== Data records ==
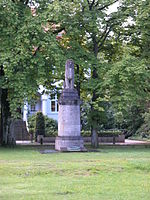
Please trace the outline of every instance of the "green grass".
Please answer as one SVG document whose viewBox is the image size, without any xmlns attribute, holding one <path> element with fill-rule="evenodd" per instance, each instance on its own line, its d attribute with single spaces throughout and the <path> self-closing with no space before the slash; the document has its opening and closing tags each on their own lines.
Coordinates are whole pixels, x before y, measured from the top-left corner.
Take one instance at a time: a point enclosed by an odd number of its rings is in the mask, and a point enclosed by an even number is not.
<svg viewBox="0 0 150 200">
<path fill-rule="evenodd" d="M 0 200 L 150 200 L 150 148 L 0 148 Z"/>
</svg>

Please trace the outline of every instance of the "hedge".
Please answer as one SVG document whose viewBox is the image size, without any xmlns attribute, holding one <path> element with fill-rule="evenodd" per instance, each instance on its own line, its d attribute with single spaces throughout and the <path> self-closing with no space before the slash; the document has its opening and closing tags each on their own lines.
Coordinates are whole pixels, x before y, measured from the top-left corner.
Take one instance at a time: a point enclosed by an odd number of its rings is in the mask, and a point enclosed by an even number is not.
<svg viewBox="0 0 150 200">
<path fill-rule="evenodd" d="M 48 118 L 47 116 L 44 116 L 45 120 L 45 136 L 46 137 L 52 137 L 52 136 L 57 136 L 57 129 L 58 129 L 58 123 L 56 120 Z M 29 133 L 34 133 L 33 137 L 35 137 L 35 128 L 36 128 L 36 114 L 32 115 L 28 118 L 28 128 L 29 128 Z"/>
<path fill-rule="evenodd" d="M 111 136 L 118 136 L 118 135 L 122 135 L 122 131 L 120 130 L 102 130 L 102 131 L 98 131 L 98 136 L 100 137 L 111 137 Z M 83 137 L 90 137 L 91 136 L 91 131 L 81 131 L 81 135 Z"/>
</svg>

==

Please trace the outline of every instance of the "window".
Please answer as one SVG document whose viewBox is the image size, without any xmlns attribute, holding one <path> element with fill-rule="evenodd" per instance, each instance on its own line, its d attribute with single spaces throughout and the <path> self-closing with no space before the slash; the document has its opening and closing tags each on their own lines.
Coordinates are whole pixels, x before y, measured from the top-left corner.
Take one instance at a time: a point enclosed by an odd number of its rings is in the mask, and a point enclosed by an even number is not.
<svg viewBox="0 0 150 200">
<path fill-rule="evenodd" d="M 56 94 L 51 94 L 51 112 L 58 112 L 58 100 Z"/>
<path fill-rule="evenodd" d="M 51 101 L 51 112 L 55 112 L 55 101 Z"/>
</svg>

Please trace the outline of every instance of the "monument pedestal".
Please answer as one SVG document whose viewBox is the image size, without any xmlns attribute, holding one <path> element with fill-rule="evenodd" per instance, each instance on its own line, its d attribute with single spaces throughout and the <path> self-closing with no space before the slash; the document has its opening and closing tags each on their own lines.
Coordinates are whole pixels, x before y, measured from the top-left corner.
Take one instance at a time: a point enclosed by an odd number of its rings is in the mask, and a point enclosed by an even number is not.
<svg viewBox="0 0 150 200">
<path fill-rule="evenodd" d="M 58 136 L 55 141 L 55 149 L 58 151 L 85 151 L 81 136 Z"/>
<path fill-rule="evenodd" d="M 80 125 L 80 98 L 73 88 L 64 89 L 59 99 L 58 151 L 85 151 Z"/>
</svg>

== What to work on ==
For each line in the data above that contains the string "trace", extract the line.

== Your response ==
Please trace the outline of every instance of the "green grass".
Please trace the outline of every instance of the "hedge".
Please trace the outline of every instance of the "window".
Please trace the outline of every instance of the "monument pedestal".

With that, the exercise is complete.